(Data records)
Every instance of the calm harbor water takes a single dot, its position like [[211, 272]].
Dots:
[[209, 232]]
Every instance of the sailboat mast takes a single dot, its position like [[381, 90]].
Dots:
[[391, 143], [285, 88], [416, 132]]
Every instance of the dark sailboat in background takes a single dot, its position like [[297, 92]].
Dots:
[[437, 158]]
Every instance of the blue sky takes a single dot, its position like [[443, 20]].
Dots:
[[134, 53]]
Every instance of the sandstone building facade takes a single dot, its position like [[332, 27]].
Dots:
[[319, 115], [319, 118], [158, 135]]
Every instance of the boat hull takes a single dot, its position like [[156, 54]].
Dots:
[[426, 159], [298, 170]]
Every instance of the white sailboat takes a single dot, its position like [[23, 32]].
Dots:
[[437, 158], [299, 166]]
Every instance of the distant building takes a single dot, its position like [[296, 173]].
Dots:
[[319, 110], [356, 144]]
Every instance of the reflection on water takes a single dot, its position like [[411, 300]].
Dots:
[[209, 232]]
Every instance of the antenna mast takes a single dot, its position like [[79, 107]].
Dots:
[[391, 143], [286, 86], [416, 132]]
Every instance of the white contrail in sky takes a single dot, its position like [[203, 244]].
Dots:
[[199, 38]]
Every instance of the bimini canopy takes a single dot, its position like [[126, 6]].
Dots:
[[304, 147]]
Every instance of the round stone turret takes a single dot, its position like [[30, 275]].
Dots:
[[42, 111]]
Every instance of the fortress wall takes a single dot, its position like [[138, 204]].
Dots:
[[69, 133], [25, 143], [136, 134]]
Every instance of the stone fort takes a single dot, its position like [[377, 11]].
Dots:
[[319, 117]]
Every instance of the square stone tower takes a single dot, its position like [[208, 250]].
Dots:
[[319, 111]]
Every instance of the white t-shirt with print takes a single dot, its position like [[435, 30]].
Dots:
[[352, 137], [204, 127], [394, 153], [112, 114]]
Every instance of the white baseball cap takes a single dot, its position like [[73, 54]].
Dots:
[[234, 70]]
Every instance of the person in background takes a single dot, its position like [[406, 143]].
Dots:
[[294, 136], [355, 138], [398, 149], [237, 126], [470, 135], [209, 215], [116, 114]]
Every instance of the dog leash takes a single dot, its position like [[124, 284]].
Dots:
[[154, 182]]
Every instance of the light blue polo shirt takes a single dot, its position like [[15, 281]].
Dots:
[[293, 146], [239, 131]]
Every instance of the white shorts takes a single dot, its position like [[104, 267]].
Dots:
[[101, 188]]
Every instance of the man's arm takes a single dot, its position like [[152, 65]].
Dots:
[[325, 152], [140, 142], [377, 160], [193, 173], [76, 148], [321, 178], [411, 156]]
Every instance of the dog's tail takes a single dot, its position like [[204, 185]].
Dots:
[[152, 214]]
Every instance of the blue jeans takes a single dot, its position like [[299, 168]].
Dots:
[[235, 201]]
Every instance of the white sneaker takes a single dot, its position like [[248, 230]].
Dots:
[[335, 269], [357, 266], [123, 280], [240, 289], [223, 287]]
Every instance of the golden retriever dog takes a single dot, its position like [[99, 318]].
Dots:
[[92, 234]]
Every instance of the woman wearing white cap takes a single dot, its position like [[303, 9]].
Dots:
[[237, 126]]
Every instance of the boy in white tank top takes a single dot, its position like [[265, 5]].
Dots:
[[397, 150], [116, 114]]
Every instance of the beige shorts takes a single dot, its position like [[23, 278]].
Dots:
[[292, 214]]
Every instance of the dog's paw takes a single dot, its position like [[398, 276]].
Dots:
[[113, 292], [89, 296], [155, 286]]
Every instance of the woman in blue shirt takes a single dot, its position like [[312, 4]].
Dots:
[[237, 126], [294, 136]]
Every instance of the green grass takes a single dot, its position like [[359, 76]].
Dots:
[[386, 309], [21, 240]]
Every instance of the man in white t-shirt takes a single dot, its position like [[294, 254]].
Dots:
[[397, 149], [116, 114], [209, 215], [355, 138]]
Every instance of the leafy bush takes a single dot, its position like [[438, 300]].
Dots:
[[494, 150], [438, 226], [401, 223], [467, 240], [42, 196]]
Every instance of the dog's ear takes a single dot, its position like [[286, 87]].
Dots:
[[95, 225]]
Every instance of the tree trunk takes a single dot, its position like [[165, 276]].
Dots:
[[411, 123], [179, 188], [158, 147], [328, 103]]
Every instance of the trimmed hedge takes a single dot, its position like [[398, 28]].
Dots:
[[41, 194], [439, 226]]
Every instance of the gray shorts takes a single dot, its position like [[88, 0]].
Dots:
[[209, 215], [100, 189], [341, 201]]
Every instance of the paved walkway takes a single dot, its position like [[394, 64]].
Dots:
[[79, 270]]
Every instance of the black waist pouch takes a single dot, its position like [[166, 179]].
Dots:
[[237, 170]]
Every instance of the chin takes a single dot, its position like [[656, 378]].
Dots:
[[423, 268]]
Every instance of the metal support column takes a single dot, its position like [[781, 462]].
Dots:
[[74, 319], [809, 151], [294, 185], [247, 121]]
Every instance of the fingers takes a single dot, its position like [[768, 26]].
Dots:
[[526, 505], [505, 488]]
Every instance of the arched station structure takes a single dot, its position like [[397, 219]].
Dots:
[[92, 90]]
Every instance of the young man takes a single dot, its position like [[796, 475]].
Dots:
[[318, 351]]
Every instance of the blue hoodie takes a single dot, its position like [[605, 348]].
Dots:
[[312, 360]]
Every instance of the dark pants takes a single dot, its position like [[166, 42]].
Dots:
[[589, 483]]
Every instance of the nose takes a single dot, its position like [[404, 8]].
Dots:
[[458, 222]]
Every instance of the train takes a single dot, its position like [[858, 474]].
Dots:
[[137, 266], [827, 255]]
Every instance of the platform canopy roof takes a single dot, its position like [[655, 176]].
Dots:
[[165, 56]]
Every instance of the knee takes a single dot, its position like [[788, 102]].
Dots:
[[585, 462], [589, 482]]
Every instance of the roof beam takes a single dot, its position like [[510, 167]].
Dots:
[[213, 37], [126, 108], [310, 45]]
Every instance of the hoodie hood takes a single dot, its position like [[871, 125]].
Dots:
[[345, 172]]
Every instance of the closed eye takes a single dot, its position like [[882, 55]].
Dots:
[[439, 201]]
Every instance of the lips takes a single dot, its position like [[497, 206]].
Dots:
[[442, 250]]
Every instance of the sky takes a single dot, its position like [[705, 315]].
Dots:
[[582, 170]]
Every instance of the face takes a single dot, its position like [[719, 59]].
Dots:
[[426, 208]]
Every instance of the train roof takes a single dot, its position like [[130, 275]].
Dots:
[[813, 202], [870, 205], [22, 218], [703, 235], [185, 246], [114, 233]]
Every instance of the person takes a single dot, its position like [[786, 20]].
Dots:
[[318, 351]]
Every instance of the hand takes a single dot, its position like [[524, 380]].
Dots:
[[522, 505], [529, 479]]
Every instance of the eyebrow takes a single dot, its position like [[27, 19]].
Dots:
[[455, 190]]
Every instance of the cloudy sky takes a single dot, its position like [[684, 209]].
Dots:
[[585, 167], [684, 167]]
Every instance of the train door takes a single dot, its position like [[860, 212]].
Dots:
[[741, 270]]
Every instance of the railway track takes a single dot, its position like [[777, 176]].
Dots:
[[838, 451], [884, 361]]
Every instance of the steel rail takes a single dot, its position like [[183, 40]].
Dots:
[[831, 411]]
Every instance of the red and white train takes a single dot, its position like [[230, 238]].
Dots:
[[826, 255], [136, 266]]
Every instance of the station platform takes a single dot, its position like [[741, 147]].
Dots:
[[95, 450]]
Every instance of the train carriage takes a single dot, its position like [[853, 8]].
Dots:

# Directions
Reproduce every line of the listing above without any changes.

# Task response
Every instance of the calm harbor water takes a single dot, its position like [[211, 272]].
Dots:
[[209, 232]]
Every instance of the sailboat mast takes a single dot, its position like [[381, 90]].
Dots:
[[391, 143], [285, 88], [416, 132]]
Every instance of the dark sailboat in background takes a single dot, its position like [[297, 92]].
Dots:
[[437, 158]]
Every instance of the blue sky takes a single dot, its position like [[443, 20]].
Dots:
[[134, 53]]
Every instance of the sandstone building facade takes a single dot, its position like [[332, 27]].
Dots:
[[319, 115], [319, 118], [158, 135]]
Every instance of the boat hull takes a single dot, its position like [[156, 54]].
Dots:
[[426, 159], [298, 170]]
Every instance of the white sailboat takes a single dot, its position like [[23, 32]].
Dots:
[[437, 158], [299, 166]]
Every instance of the distant building takes a single dot, its position like [[296, 173]].
Dots:
[[319, 110], [356, 144]]
Every instance of the reflection on water takes a single dot, its position like [[411, 300]].
Dots:
[[209, 232]]
Every instance of the antenna mast takes a single dot, its position like [[79, 107]].
Dots:
[[391, 143], [286, 86], [416, 132]]
Every instance of the white contrail in sky takes a single dot, its position like [[203, 244]].
Dots:
[[199, 38]]
Every instance of the bimini canopy takes a single dot, its position like [[126, 6]].
Dots:
[[304, 147]]
Every instance of the round stone turret takes a single dot, its position like [[30, 275]].
Dots:
[[42, 111]]
Every instance of the fortress wall takes a single dot, its position like [[138, 204]].
Dots:
[[69, 133], [25, 143], [136, 134]]
Every instance of the stone fort takes a single dot, its position like [[377, 11]].
Dots:
[[319, 117]]
Every instance of the square stone tower takes a single dot, its position like [[208, 250]].
Dots:
[[319, 111]]
Every instance of the white t-shirt with print takes a single dot, its position like [[435, 30]].
Dots:
[[352, 137], [204, 127], [394, 153], [112, 114]]
Every instance of the white baseball cap takes a single dot, its position like [[73, 54]].
Dots:
[[234, 70]]
Every instance of the person in background takes a single dot, its position like [[406, 143]].
Dots:
[[294, 136], [355, 138], [398, 149], [237, 126], [470, 135], [209, 215], [116, 114]]
Every instance of the dog leash takes a single dot, its position like [[124, 284]].
Dots:
[[154, 182]]
Every instance of the light blue polo shirt takes a single dot, its position like [[15, 281]].
Dots:
[[293, 146], [239, 131]]
Every instance of the white shorts takes a single dot, its position like [[104, 267]].
Dots:
[[101, 188]]
Every instance of the man's arm takes a single dot, its position like [[152, 65]].
Dots:
[[325, 152], [140, 142], [377, 160], [193, 173], [76, 148], [321, 178], [411, 156]]
Every instance of the dog's tail takes a single dot, its position like [[204, 185]].
Dots:
[[152, 214]]
Every instance of the blue jeans takes a single dot, its position like [[299, 168]].
Dots:
[[235, 201]]
Every instance of the white sneaker takes a single dot, its position like [[248, 230]].
Dots:
[[335, 269], [357, 266], [123, 280], [240, 289], [223, 287]]
Every instance of the golden retriever dog takes a single dot, its position like [[99, 318]].
Dots:
[[92, 234]]
Every instance of the woman wearing white cap takes a single dot, its position like [[303, 9]].
Dots:
[[237, 126]]
Every instance of the boy in white tank top takes a single dot, its position like [[265, 5]].
Dots:
[[397, 150], [116, 114]]
Every instance of the beige shorts takes a single dot, its position like [[23, 278]].
Dots:
[[292, 214]]
Every instance of the dog's paw takes a single dot, its position like [[398, 276]].
Dots:
[[113, 292], [89, 296], [155, 286]]
Every instance of the woman in blue shirt takes a single dot, its position like [[312, 4]].
Dots:
[[237, 126], [294, 136]]
Every instance of the green grass takes a single dot, its position like [[359, 76]].
Dots:
[[386, 309], [21, 240]]
Every instance of the man in white t-shirt takes a single dot, its position like [[294, 254]].
Dots:
[[397, 149], [116, 114], [209, 215], [355, 138]]
Every instance of the leafy bush takes a single dot, its position like [[438, 300]].
Dots:
[[494, 150], [438, 226], [401, 223], [467, 240], [42, 196]]
Every instance of the dog's ear takes a single dot, its position like [[286, 87]].
Dots:
[[95, 225]]
Every instance of the tree trunk takes a single dot, its position like [[165, 276]].
Dots:
[[411, 123], [179, 188], [158, 147], [328, 103]]
Every instance of the trimmed hedge takes a single dot, its position like [[398, 28]].
Dots:
[[41, 194], [439, 226]]
Every instance of the gray shorts takes a single dot, its position like [[88, 0]].
Dots:
[[209, 215], [100, 189], [341, 201]]
Every instance of the paved walkway takes a single dot, its position like [[394, 64]].
Dots:
[[79, 270]]
Every instance of the black waist pouch takes a single dot, its position like [[166, 179]].
Dots:
[[237, 170]]
Every instance of the chin takes a single dot, its position like [[656, 378]].
Dots:
[[423, 268]]
Every instance of the metal support column takes a single dot, its position like [[781, 462]].
Dots:
[[74, 319], [809, 151], [294, 185], [247, 121]]
Every instance of the fingers takes a single dot, its position like [[768, 26]].
Dots:
[[526, 505], [505, 488]]
Every instance of the arched station structure takes a single dot, its position like [[397, 219]].
Dots:
[[92, 90]]
Every instance of the young man takes a single dot, its position like [[796, 475]].
Dots:
[[318, 351]]
Every instance of the blue hoodie takes a single dot, its position like [[605, 348]].
Dots:
[[312, 360]]
Every instance of the dark pants takes a single dot, its position like [[166, 42]].
Dots:
[[589, 483]]
Every instance of the nose takes a single dot, its position like [[404, 8]].
Dots:
[[458, 222]]
Every instance of the train takes a single dot, its position like [[858, 474]].
Dots:
[[137, 266], [827, 255]]
Every instance of the platform canopy roof takes a single dot, its position like [[655, 176]].
Dots:
[[165, 56]]
Every instance of the knee takes a single dot, its position like [[788, 102]].
Dots:
[[585, 462], [589, 482]]
Every instance of the roof beam takes a single dot, its position like [[510, 167]].
Dots:
[[213, 37], [126, 108], [310, 45]]
Every instance of the hoodie hood takes a single dot, its position like [[871, 125]].
Dots:
[[345, 172]]
Every instance of the closed eye takes a single dot, its position like [[882, 55]].
Dots:
[[439, 201]]
Every instance of the lips takes a single dot, its position like [[497, 206]].
Dots:
[[442, 250]]
Every instance of the sky takes a single dot, its position like [[705, 315]].
Dots:
[[582, 170]]
Every instance of the face takes a single dot, its position like [[719, 59]].
Dots:
[[426, 208]]
Every instance of the train roof takes a single dot, its position like [[130, 275]].
Dots:
[[813, 202], [870, 205], [22, 218], [703, 235], [185, 246], [114, 233]]
Every instance of the person takes a single dot, its position like [[786, 20]].
Dots:
[[318, 351]]
Every instance of the hand takes a single dot, its position like [[524, 380]].
Dots:
[[522, 505], [529, 479]]
Every instance of the eyebrow takes a single dot, its position like [[27, 19]].
Dots:
[[455, 190]]
Every instance of the cloudy sky takes a single dot, its position like [[684, 209]].
Dots:
[[585, 167], [684, 167]]
Every instance of the train door takes a single dot, its position like [[860, 212]].
Dots:
[[741, 270]]
Every instance of the railway track takes a single dot, its position like [[777, 176]].
Dots:
[[838, 451], [884, 361]]
Every instance of the steel rail takes a single dot, its position like [[183, 40]].
Dots:
[[831, 411]]
Every instance of the red and white train takes a single dot, its position like [[230, 238]].
Dots:
[[826, 255], [136, 266]]
Every instance of the station platform takes a single dot, its position like [[741, 147]].
Dots:
[[95, 450]]
Every instance of the train carriage takes a single dot, its position like [[853, 8]].
Dots:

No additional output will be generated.